• Text section
---+---

Fred Klein (8 April 1898 – 25 April 1990) was a Dutch painter who spent much of his life in France.  Born Friedrich Franz Albert Klein in Bandung, Indonesia, he was known in the Netherlands under the name of Frits Klein and in France as Fred Klein.

He lived and worked in France beginning in 1920. His style was somewhat akin to Impressionism. A figurative painter of landscapes, he had exhibitions starting in 1930. He is known for his frequent depiction of horses and dreamy beach scenes. Dutch critics admired his work as did French ones, who often compared him to Odilon Redon. "[Klein] starts from a dream of colors from which the motif gradually takes shape. Notwithstanding he still reverts to reality with this, albeit a dreamed up reality," one review concluded.

Klein's work was included in the 1939 exhibition and sale Onze Kunst van Heden (Our Art of Today) at the Rijksmuseum in Amsterdam.

On his 80th birthday, the Van Gogh Museum in Amsterdam held a retrospective of his work. In recent years, there has been renewed interest in his paintings, leading to a spike in prices.

---+---

• Written request 1
According to the text about Fred Klein, which painter did French critics often compare him to?
The rows are unrelated to the text about Fred Klein.

• Rows from a point labeling set
---+---

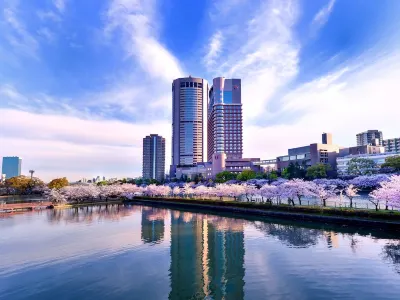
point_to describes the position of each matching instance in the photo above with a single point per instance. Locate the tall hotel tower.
(189, 95)
(153, 157)
(225, 119)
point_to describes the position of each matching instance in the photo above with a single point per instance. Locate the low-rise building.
(365, 149)
(378, 159)
(306, 156)
(392, 145)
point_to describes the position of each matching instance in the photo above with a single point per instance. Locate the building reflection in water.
(89, 214)
(207, 257)
(152, 229)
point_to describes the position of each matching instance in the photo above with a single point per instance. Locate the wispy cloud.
(344, 102)
(214, 49)
(47, 34)
(85, 143)
(60, 5)
(135, 20)
(264, 54)
(48, 15)
(322, 16)
(16, 33)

---+---

• Written request 2
Pick out every line of the rows that contains the word "describes", and copy each one.

• Full response 1
Odilon Redon

• Full response 2
point_to describes the position of each matching instance in the photo above with a single point per instance. Locate the tall hotel tower.
point_to describes the position of each matching instance in the photo above with a single point per instance. Locate the low-rise building.
point_to describes the position of each matching instance in the photo above with a single point per instance. Locate the building reflection in water.
point_to describes the position of each matching instance in the photo above with a single point per instance. Locate the wispy cloud.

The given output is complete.